### What this task involves:
Please update the rows from the line with "--target racket head" through the end of the rows, changing "racket" to "paddle" and leaving everything else as it is. Return only those lines.

### Record extracts:

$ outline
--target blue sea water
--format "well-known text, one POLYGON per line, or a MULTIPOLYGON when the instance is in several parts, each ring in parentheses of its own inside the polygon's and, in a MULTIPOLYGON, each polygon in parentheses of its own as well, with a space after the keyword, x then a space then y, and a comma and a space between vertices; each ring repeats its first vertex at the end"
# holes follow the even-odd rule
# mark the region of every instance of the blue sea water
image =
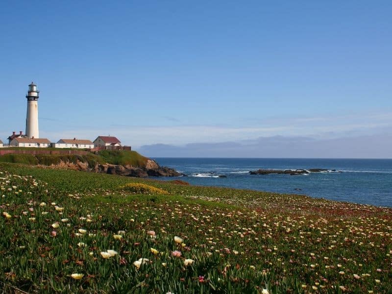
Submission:
POLYGON ((160 165, 188 175, 179 178, 194 185, 302 194, 338 201, 392 207, 392 159, 154 159, 160 165), (306 175, 251 175, 248 172, 259 169, 312 168, 336 170, 342 172, 312 172, 306 175), (219 175, 227 177, 219 177, 219 175))

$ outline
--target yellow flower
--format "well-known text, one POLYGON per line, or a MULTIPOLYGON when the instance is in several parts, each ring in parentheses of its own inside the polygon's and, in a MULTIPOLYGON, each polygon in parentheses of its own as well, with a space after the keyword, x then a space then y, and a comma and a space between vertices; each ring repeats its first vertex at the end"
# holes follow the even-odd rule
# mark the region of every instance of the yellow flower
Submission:
POLYGON ((182 241, 183 240, 180 238, 179 237, 177 237, 177 236, 174 236, 174 242, 177 243, 177 244, 179 244, 180 243, 182 243, 182 241))
POLYGON ((80 280, 84 275, 82 273, 73 273, 71 275, 71 277, 75 280, 80 280))
POLYGON ((194 262, 195 261, 193 259, 185 259, 185 260, 184 261, 184 265, 187 267, 189 265, 192 265, 194 262))

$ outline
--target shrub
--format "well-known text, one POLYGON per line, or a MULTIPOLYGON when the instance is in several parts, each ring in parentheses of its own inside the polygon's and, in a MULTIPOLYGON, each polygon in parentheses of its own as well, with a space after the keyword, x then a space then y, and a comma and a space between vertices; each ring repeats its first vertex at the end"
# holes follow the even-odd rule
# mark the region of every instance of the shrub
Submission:
POLYGON ((167 195, 169 192, 153 186, 141 183, 130 183, 122 187, 124 190, 136 194, 161 194, 167 195))

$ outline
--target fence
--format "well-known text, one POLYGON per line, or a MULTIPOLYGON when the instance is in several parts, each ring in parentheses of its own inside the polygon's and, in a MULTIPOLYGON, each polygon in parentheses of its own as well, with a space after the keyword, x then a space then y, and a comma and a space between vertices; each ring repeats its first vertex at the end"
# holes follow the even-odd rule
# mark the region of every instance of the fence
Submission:
POLYGON ((0 155, 9 154, 77 154, 86 155, 91 152, 82 150, 2 150, 0 155))

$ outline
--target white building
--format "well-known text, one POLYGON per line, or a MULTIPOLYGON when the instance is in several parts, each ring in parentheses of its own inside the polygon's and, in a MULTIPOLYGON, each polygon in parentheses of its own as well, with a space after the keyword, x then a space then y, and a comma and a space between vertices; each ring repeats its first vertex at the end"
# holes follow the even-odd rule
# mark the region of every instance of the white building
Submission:
POLYGON ((60 139, 57 143, 52 144, 56 148, 77 148, 92 149, 94 144, 89 140, 74 139, 60 139))
POLYGON ((99 136, 94 140, 94 147, 98 146, 110 146, 115 147, 121 146, 121 142, 115 137, 99 136))
POLYGON ((38 98, 40 91, 33 82, 28 85, 27 112, 26 115, 26 135, 28 138, 39 138, 38 132, 38 98))
POLYGON ((50 142, 47 139, 17 137, 12 139, 9 146, 17 147, 47 148, 50 147, 50 142))

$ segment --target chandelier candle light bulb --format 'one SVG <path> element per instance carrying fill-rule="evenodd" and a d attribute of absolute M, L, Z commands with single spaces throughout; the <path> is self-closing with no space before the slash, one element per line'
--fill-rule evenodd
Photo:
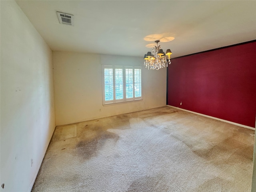
<path fill-rule="evenodd" d="M 166 65 L 168 67 L 168 65 L 171 64 L 170 55 L 172 53 L 170 49 L 167 49 L 166 53 L 164 53 L 161 46 L 158 44 L 160 42 L 159 40 L 155 41 L 156 46 L 152 48 L 153 54 L 148 52 L 144 55 L 144 65 L 148 69 L 158 70 L 165 67 Z"/>

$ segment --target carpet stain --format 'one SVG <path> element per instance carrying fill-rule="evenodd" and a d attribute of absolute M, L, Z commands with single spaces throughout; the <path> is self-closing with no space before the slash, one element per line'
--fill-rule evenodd
<path fill-rule="evenodd" d="M 146 176 L 141 177 L 132 183 L 126 192 L 149 192 L 160 191 L 157 189 L 160 181 L 158 177 Z"/>
<path fill-rule="evenodd" d="M 76 146 L 76 152 L 84 160 L 88 160 L 96 156 L 98 150 L 108 140 L 113 140 L 116 142 L 119 138 L 119 136 L 114 133 L 106 130 L 98 130 L 94 137 L 80 141 Z"/>
<path fill-rule="evenodd" d="M 196 191 L 204 191 L 205 189 L 207 189 L 207 192 L 224 191 L 224 189 L 222 187 L 223 184 L 224 184 L 226 186 L 231 186 L 232 184 L 232 182 L 216 177 L 204 182 L 202 184 L 198 186 Z"/>

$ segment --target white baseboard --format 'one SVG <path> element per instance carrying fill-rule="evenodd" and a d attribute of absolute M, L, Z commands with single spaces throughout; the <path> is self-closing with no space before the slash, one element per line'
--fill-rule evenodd
<path fill-rule="evenodd" d="M 187 112 L 189 112 L 190 113 L 194 113 L 194 114 L 196 114 L 197 115 L 201 115 L 202 116 L 204 116 L 204 117 L 208 117 L 209 118 L 211 118 L 212 119 L 215 119 L 216 120 L 218 120 L 219 121 L 223 121 L 223 122 L 225 122 L 226 123 L 230 123 L 230 124 L 232 124 L 233 125 L 237 125 L 238 126 L 240 126 L 240 127 L 244 127 L 245 128 L 247 128 L 248 129 L 250 129 L 252 130 L 255 130 L 255 128 L 250 127 L 249 126 L 247 126 L 247 125 L 242 125 L 242 124 L 239 124 L 239 123 L 234 123 L 234 122 L 232 122 L 232 121 L 227 121 L 226 120 L 224 120 L 224 119 L 220 119 L 219 118 L 217 118 L 216 117 L 212 117 L 212 116 L 209 116 L 209 115 L 204 115 L 204 114 L 202 114 L 201 113 L 197 113 L 196 112 L 194 112 L 194 111 L 189 111 L 188 110 L 187 110 L 186 109 L 182 109 L 181 108 L 179 108 L 178 107 L 174 107 L 174 106 L 172 106 L 171 105 L 166 105 L 169 107 L 172 107 L 173 108 L 175 108 L 177 109 L 179 109 L 180 110 L 182 110 L 182 111 L 186 111 Z"/>

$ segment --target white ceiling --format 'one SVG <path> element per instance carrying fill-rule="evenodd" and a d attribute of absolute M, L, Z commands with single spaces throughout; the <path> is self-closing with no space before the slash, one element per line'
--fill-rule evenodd
<path fill-rule="evenodd" d="M 16 1 L 54 51 L 143 57 L 152 34 L 176 57 L 256 39 L 256 1 Z M 74 15 L 59 23 L 56 12 Z M 238 53 L 239 54 L 239 53 Z"/>

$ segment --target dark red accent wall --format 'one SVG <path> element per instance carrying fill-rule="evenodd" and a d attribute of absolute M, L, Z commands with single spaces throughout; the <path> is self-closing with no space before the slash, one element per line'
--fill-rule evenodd
<path fill-rule="evenodd" d="M 168 69 L 168 105 L 255 127 L 255 41 L 172 59 Z"/>

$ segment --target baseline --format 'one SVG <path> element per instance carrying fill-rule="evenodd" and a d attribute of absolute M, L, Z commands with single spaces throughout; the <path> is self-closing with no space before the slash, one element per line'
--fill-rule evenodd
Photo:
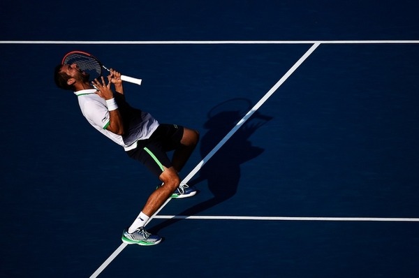
<path fill-rule="evenodd" d="M 233 135 L 251 117 L 251 115 L 256 112 L 258 109 L 279 88 L 279 87 L 297 70 L 297 68 L 301 66 L 301 64 L 314 52 L 314 50 L 320 45 L 320 43 L 317 43 L 313 45 L 305 53 L 295 62 L 295 64 L 286 72 L 286 73 L 272 87 L 268 92 L 263 96 L 262 98 L 243 117 L 243 118 L 239 121 L 239 122 L 235 126 L 235 127 L 217 144 L 216 146 L 208 154 L 207 156 L 189 173 L 189 174 L 182 181 L 182 183 L 188 183 L 188 182 L 199 171 L 203 166 L 212 157 L 212 156 L 218 152 L 218 150 L 233 136 Z M 148 224 L 152 219 L 153 219 L 159 212 L 170 201 L 171 198 L 168 198 L 160 208 L 150 217 L 148 221 L 145 225 Z M 128 244 L 122 243 L 110 256 L 105 262 L 91 275 L 90 278 L 97 277 L 99 274 L 108 267 L 108 265 L 126 247 Z"/>

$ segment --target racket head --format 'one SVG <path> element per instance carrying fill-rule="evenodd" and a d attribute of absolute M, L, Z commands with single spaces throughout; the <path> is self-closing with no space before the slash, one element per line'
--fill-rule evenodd
<path fill-rule="evenodd" d="M 73 50 L 66 54 L 63 57 L 61 64 L 71 65 L 73 64 L 76 64 L 82 71 L 89 75 L 89 81 L 102 75 L 102 64 L 89 53 Z"/>

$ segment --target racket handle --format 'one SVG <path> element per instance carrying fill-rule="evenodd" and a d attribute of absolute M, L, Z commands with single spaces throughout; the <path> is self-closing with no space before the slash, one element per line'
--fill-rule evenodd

### Task solution:
$ segment --target paddle head --format 'one SVG <path> element per instance carrying fill-rule="evenodd" and a d attribute of absolute M, L, Z commands with single spaces throughout; the <path> is self-closing with no space before the slash, one element per line'
--fill-rule evenodd
<path fill-rule="evenodd" d="M 73 50 L 66 54 L 63 57 L 61 64 L 71 65 L 73 64 L 76 64 L 82 71 L 89 75 L 89 81 L 102 75 L 102 64 L 89 53 Z"/>

$ segment --target paddle handle --format 'one SVG <path> element per instance carrying fill-rule="evenodd" and a d attribute of absolute M, L, Z commands with single spaces throughout; the <path> is self-closing with no space before the slash, one element per line'
--fill-rule evenodd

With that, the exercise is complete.